WORK INSTRUCTIONS: The line with "element like <point>548,214</point>" marks the start; write out that line and all following lines through the end of the listing, exactly.

TASK INPUTS:
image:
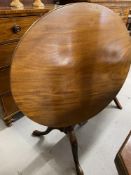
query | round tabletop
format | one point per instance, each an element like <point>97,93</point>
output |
<point>70,64</point>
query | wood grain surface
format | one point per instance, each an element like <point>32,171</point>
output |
<point>70,64</point>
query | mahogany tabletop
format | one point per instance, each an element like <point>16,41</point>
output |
<point>70,64</point>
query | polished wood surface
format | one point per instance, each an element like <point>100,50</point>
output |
<point>13,24</point>
<point>123,157</point>
<point>73,66</point>
<point>122,8</point>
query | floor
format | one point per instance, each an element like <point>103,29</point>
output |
<point>99,141</point>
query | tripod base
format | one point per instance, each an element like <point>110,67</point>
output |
<point>118,105</point>
<point>69,131</point>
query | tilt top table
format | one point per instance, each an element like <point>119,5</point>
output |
<point>69,66</point>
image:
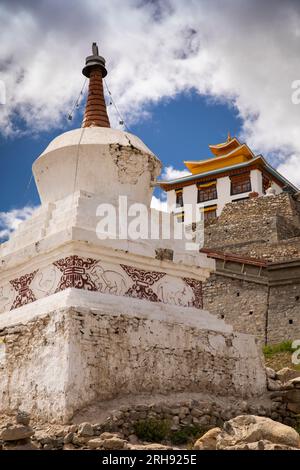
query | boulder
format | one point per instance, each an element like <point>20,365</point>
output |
<point>23,418</point>
<point>271,374</point>
<point>149,447</point>
<point>293,383</point>
<point>274,385</point>
<point>15,432</point>
<point>249,429</point>
<point>286,374</point>
<point>114,443</point>
<point>208,440</point>
<point>95,443</point>
<point>85,430</point>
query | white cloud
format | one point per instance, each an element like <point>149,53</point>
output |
<point>159,204</point>
<point>240,52</point>
<point>9,221</point>
<point>171,173</point>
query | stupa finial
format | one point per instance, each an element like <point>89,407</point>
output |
<point>95,114</point>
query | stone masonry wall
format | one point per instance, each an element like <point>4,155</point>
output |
<point>284,313</point>
<point>266,219</point>
<point>241,303</point>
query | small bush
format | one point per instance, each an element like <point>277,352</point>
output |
<point>285,346</point>
<point>152,430</point>
<point>185,434</point>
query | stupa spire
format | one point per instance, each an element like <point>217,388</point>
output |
<point>95,113</point>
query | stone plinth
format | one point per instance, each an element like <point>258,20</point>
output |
<point>61,353</point>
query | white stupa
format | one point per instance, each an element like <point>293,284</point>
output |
<point>85,319</point>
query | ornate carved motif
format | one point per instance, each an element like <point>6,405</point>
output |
<point>197,289</point>
<point>142,280</point>
<point>131,163</point>
<point>22,286</point>
<point>7,294</point>
<point>75,273</point>
<point>174,292</point>
<point>108,280</point>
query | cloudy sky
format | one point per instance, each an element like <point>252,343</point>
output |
<point>182,72</point>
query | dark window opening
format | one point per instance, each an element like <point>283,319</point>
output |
<point>240,184</point>
<point>210,214</point>
<point>266,183</point>
<point>180,217</point>
<point>179,198</point>
<point>207,193</point>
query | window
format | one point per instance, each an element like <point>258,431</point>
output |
<point>240,184</point>
<point>180,217</point>
<point>179,198</point>
<point>207,192</point>
<point>266,183</point>
<point>210,213</point>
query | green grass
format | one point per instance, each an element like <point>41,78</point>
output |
<point>185,434</point>
<point>152,430</point>
<point>158,430</point>
<point>285,346</point>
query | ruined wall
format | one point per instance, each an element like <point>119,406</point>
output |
<point>271,314</point>
<point>284,313</point>
<point>266,219</point>
<point>283,250</point>
<point>55,366</point>
<point>241,303</point>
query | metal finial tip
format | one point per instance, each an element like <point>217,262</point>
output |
<point>95,49</point>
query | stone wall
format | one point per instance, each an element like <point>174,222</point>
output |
<point>270,313</point>
<point>284,313</point>
<point>241,303</point>
<point>76,355</point>
<point>267,219</point>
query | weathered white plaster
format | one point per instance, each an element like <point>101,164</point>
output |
<point>256,182</point>
<point>85,318</point>
<point>106,162</point>
<point>83,346</point>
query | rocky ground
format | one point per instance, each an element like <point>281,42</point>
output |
<point>201,424</point>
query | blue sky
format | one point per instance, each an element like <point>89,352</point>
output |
<point>176,129</point>
<point>170,65</point>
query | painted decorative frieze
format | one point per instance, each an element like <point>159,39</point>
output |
<point>98,276</point>
<point>25,294</point>
<point>142,282</point>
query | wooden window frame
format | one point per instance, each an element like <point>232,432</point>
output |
<point>179,197</point>
<point>207,192</point>
<point>240,184</point>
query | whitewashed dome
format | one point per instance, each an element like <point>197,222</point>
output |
<point>103,161</point>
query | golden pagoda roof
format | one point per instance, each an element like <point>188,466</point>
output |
<point>227,153</point>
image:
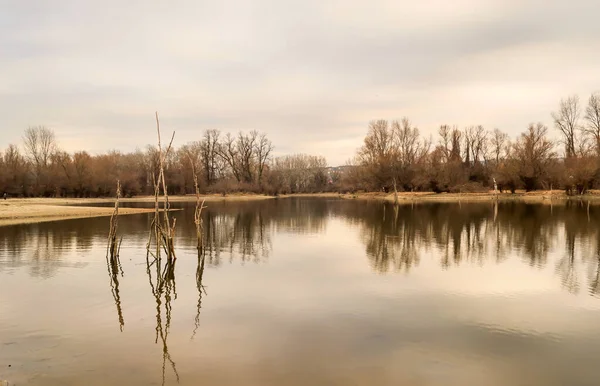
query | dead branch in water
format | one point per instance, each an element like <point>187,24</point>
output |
<point>162,228</point>
<point>201,289</point>
<point>199,207</point>
<point>112,257</point>
<point>114,245</point>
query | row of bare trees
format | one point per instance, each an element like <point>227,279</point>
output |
<point>224,163</point>
<point>395,156</point>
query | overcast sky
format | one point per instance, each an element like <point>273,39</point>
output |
<point>310,74</point>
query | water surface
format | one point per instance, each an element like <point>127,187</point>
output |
<point>309,292</point>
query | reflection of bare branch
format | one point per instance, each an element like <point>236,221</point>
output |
<point>162,283</point>
<point>201,289</point>
<point>114,266</point>
<point>566,267</point>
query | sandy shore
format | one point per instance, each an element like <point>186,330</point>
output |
<point>408,197</point>
<point>23,212</point>
<point>30,210</point>
<point>540,196</point>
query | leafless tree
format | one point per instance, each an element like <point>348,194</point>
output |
<point>592,118</point>
<point>533,153</point>
<point>209,147</point>
<point>39,142</point>
<point>263,149</point>
<point>566,120</point>
<point>228,151</point>
<point>475,143</point>
<point>497,144</point>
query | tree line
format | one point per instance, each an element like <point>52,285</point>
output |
<point>395,156</point>
<point>224,163</point>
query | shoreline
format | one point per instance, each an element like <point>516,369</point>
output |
<point>17,211</point>
<point>419,197</point>
<point>34,210</point>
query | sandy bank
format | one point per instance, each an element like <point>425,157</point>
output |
<point>29,210</point>
<point>536,196</point>
<point>22,212</point>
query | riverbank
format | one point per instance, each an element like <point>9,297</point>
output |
<point>32,210</point>
<point>411,197</point>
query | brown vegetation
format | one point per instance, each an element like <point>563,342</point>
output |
<point>393,158</point>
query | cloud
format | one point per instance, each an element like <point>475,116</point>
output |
<point>310,74</point>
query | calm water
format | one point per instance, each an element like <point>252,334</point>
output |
<point>310,292</point>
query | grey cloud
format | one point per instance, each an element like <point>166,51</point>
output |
<point>310,74</point>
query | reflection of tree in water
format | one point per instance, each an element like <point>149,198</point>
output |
<point>200,288</point>
<point>161,276</point>
<point>42,246</point>
<point>114,270</point>
<point>396,237</point>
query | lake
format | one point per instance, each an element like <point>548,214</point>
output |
<point>301,291</point>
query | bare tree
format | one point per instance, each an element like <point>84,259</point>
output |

TASK SOLUTION:
format | one point per instance, each an element like <point>548,214</point>
output |
<point>301,291</point>
query | bare tree
format | one point per instance, each an element like <point>84,259</point>
output |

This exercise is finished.